Data entries
※

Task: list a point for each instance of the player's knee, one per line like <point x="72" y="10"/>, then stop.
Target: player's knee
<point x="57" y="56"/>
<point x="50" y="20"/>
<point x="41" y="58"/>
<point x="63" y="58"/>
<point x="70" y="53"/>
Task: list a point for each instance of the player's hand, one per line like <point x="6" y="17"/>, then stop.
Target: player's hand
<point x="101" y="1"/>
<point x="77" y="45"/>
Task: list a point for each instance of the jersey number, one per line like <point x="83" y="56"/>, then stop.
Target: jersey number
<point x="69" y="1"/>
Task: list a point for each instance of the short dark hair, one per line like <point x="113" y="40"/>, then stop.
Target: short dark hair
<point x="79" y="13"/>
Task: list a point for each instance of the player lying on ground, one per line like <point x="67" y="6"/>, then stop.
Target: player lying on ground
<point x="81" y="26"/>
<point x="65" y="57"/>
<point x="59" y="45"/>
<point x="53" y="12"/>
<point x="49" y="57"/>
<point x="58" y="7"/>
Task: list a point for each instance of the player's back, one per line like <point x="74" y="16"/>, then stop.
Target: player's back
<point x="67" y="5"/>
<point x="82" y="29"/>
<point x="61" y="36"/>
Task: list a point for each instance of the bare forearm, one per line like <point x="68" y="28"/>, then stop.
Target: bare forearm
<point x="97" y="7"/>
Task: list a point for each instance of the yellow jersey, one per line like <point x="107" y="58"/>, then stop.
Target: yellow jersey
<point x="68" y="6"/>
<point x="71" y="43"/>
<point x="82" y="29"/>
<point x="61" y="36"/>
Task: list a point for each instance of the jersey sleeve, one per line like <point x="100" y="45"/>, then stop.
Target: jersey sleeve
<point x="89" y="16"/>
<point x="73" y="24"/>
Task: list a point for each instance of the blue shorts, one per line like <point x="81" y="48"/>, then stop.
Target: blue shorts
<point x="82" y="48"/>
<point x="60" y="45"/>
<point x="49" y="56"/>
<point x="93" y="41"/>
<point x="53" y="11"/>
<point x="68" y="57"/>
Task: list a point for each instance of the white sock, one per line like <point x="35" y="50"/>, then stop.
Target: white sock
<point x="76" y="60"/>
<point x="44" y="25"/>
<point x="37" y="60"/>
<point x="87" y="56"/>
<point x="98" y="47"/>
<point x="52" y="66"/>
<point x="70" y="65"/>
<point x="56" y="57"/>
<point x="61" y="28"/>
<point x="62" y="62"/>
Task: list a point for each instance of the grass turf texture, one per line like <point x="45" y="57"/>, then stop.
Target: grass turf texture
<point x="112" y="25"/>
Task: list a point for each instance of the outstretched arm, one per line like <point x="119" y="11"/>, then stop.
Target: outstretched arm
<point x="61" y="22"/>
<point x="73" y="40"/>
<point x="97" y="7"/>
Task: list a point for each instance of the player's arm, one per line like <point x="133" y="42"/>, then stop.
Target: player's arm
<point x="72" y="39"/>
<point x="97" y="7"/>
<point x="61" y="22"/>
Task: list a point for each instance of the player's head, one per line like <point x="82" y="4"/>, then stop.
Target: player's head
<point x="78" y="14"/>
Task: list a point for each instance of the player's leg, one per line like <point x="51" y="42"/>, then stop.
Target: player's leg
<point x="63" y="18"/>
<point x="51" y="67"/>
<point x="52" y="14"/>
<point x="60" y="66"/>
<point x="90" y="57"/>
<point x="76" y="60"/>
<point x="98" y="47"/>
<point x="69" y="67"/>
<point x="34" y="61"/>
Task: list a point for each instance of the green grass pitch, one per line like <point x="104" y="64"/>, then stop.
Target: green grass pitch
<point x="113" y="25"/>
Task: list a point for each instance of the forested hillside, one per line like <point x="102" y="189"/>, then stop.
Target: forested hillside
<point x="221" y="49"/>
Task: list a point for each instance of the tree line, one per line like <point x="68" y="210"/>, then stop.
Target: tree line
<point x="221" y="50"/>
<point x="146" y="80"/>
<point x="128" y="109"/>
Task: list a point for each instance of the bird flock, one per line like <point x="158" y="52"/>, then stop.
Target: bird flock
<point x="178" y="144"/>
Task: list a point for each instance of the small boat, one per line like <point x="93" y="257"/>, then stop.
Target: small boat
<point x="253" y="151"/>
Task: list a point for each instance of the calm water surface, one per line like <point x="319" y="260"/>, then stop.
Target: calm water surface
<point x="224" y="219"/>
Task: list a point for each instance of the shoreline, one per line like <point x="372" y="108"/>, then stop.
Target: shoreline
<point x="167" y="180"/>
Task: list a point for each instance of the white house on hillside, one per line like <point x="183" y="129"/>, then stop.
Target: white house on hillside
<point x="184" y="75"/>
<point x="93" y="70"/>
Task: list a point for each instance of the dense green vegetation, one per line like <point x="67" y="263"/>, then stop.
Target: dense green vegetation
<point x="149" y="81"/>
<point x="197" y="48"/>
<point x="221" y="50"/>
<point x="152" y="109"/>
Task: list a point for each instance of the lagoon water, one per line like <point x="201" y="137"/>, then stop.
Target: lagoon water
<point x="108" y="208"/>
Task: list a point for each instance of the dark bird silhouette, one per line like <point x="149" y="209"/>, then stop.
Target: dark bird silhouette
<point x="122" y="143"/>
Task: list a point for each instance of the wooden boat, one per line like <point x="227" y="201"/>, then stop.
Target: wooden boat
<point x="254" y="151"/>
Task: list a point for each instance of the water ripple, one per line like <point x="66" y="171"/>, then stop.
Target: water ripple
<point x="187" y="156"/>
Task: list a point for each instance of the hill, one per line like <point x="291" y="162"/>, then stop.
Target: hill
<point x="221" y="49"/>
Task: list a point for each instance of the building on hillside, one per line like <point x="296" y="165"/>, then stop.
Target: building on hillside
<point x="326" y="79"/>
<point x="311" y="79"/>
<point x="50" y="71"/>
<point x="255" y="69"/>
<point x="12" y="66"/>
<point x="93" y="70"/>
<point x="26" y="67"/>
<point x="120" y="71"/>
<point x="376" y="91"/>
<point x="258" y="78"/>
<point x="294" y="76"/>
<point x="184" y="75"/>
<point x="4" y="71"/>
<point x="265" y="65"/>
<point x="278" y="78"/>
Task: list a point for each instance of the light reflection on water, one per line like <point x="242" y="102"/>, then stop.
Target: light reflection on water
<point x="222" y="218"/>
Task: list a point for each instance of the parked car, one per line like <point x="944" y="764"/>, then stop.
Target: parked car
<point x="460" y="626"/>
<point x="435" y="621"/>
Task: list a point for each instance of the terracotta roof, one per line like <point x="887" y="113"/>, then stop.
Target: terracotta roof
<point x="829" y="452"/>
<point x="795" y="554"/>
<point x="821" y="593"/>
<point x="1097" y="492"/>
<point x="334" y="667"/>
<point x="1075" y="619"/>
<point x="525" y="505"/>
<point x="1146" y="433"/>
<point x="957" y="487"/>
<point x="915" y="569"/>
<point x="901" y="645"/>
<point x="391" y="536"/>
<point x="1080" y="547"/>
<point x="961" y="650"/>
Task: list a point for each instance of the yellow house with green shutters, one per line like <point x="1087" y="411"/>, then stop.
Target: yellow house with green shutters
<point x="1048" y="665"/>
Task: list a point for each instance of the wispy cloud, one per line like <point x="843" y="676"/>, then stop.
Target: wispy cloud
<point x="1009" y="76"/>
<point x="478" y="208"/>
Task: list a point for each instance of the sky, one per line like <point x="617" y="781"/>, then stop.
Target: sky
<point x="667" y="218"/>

※

To be done =>
Retype the records above exactly.

Response =>
Task: list a point for each instance of the player's knee, one per line like <point x="72" y="10"/>, then stop.
Target: player's knee
<point x="57" y="56"/>
<point x="50" y="20"/>
<point x="41" y="58"/>
<point x="63" y="58"/>
<point x="70" y="53"/>
Task: list a point for each instance of the player's hand, one per line like <point x="6" y="17"/>, then stop.
Target: player's hand
<point x="101" y="1"/>
<point x="77" y="45"/>
Task: list a point for each instance of the jersey number, one per line like <point x="83" y="56"/>, then stop.
Target: jersey number
<point x="69" y="1"/>
Task: list a point for each instance of the short dark hair, one per line like <point x="113" y="40"/>, then stop.
Target: short dark hair
<point x="79" y="13"/>
Task: list a point for each instance of the player lying on ground, one per line like <point x="67" y="6"/>, then stop.
Target: player lying on ground
<point x="81" y="26"/>
<point x="65" y="57"/>
<point x="59" y="45"/>
<point x="53" y="12"/>
<point x="49" y="57"/>
<point x="58" y="7"/>
Task: list a point for each instance of the player's back, one per line like <point x="74" y="16"/>, then stop.
Target: player's back
<point x="67" y="5"/>
<point x="82" y="29"/>
<point x="61" y="36"/>
Task: list a point for each instance of the bare forearm, one per line like <point x="68" y="28"/>, then stop.
Target: bare forearm
<point x="97" y="7"/>
Task: list a point for each instance of the yellow jersey, one per line like <point x="107" y="58"/>, then stop.
Target: yellow jersey
<point x="68" y="6"/>
<point x="71" y="43"/>
<point x="82" y="29"/>
<point x="61" y="36"/>
Task: list a point for each instance of the jersey sleeve, one per line like <point x="100" y="45"/>, then stop.
Target: jersey sleeve
<point x="89" y="16"/>
<point x="73" y="24"/>
Task: list a point for each instance of the blue shorts, one per line like <point x="81" y="48"/>, then stop.
Target: blue shorts
<point x="82" y="48"/>
<point x="60" y="45"/>
<point x="49" y="56"/>
<point x="93" y="41"/>
<point x="53" y="11"/>
<point x="68" y="57"/>
Task: list a point for each instance of the white sock, one per line like <point x="35" y="50"/>, then stop.
Target: white sock
<point x="76" y="60"/>
<point x="44" y="25"/>
<point x="37" y="60"/>
<point x="87" y="56"/>
<point x="98" y="47"/>
<point x="52" y="66"/>
<point x="70" y="65"/>
<point x="56" y="57"/>
<point x="61" y="28"/>
<point x="62" y="62"/>
Task: list a point for each instance of the grass turf texture, one per line like <point x="45" y="57"/>, then stop.
Target: grass turf texture
<point x="112" y="25"/>
Task: list a point for each instance of the outstretched arm, one per line like <point x="119" y="11"/>, then stop.
Target: outstretched arm
<point x="61" y="22"/>
<point x="73" y="40"/>
<point x="97" y="7"/>
Task: list a point for each instance of the player's arm, one per line like <point x="133" y="42"/>, then stop.
Target: player's arm
<point x="72" y="39"/>
<point x="97" y="7"/>
<point x="61" y="22"/>
Task: list a point for each instance of the player's head, one per line like <point x="82" y="4"/>, then stop.
Target: player's head
<point x="78" y="14"/>
Task: list a point for each instance of the player's leg, one per line like <point x="51" y="42"/>, then stop.
Target: player's leg
<point x="63" y="18"/>
<point x="51" y="67"/>
<point x="52" y="14"/>
<point x="60" y="66"/>
<point x="90" y="57"/>
<point x="76" y="60"/>
<point x="98" y="47"/>
<point x="69" y="67"/>
<point x="34" y="61"/>
Task: list a point for each instance of the green grass pitch, one per line like <point x="104" y="64"/>, then stop.
Target: green grass pitch
<point x="113" y="25"/>
Task: list a point for each instance of the forested hillside, one per line like <point x="102" y="189"/>, then stop.
Target: forested hillside
<point x="221" y="49"/>
Task: list a point for each instance of the tree line, one per line like <point x="68" y="210"/>, then stop.
Target: tree line
<point x="221" y="50"/>
<point x="146" y="80"/>
<point x="128" y="109"/>
Task: list a point for each instance of the bird flock, one per line like <point x="158" y="52"/>, then stop.
Target: bird flock
<point x="178" y="144"/>
Task: list a point for each instance of the small boat, one per line like <point x="93" y="257"/>, then stop.
Target: small boat
<point x="253" y="151"/>
Task: list a point for each instance of the calm water surface, one per line like <point x="319" y="260"/>, then stop.
Target: calm water surface
<point x="224" y="219"/>
Task: list a point for each instance of the shoreline, one per line like <point x="372" y="108"/>, then stop.
Target: shoreline
<point x="167" y="180"/>
Task: list a point for each instance of the white house on hillside, one per line like <point x="183" y="129"/>, then stop.
Target: white house on hillside
<point x="184" y="75"/>
<point x="93" y="70"/>
Task: list a point for each instance of the dense green vegetation, one per line like <point x="67" y="263"/>, then stop.
Target: dense green vegetation
<point x="149" y="81"/>
<point x="197" y="48"/>
<point x="221" y="50"/>
<point x="152" y="109"/>
Task: list a point for each instance of the lagoon water, one per line like <point x="201" y="137"/>, then stop.
Target: lagoon water
<point x="108" y="208"/>
Task: list a point for each instance of the dark bird silhouette, one per line like <point x="149" y="209"/>, then stop.
Target: dark bird silhouette
<point x="122" y="143"/>
Task: list a point for each instance of the wooden boat, one per line like <point x="227" y="201"/>, then stop.
Target: wooden boat
<point x="254" y="151"/>
Task: list a point for each instance of the water ripple, one per line like <point x="66" y="171"/>, then stop.
Target: water ripple
<point x="187" y="156"/>
Task: list a point for each instance of the hill, one per line like <point x="291" y="162"/>, then stop.
Target: hill
<point x="221" y="49"/>
Task: list a point for each instance of the building on hillside, one per line like <point x="296" y="165"/>, then stop.
Target: building on hillside
<point x="326" y="79"/>
<point x="311" y="79"/>
<point x="50" y="71"/>
<point x="255" y="69"/>
<point x="12" y="66"/>
<point x="93" y="70"/>
<point x="26" y="67"/>
<point x="120" y="71"/>
<point x="376" y="91"/>
<point x="258" y="78"/>
<point x="294" y="76"/>
<point x="184" y="75"/>
<point x="4" y="71"/>
<point x="265" y="65"/>
<point x="278" y="78"/>
Task: list a point for each instance of the light reflection on water, one per line like <point x="242" y="102"/>, then stop.
Target: light reflection on water
<point x="222" y="218"/>
Task: list a point for each instance of the parked car, one per line like <point x="944" y="764"/>, then stop.
Target: parked car
<point x="460" y="626"/>
<point x="435" y="621"/>
Task: list a point for each instance of the terracotta roof, one per line like <point x="887" y="113"/>, then stop.
Target: terracotta roof
<point x="829" y="452"/>
<point x="795" y="554"/>
<point x="821" y="593"/>
<point x="1097" y="492"/>
<point x="334" y="667"/>
<point x="1075" y="619"/>
<point x="525" y="505"/>
<point x="1146" y="433"/>
<point x="957" y="487"/>
<point x="915" y="569"/>
<point x="901" y="645"/>
<point x="391" y="536"/>
<point x="1080" y="547"/>
<point x="961" y="650"/>
Task: list a point for each instance of the yellow house with green shutters, one per line like <point x="1087" y="411"/>, then stop.
Target: yellow house with green shutters
<point x="1048" y="665"/>
Task: list a point for each instance of the wispy cloud, one per line like <point x="843" y="676"/>, then stop.
Target: wispy cloud
<point x="1009" y="76"/>
<point x="478" y="208"/>
Task: list a point for each instance of the sky, one per line like <point x="617" y="781"/>, then stop.
Target: sky
<point x="667" y="218"/>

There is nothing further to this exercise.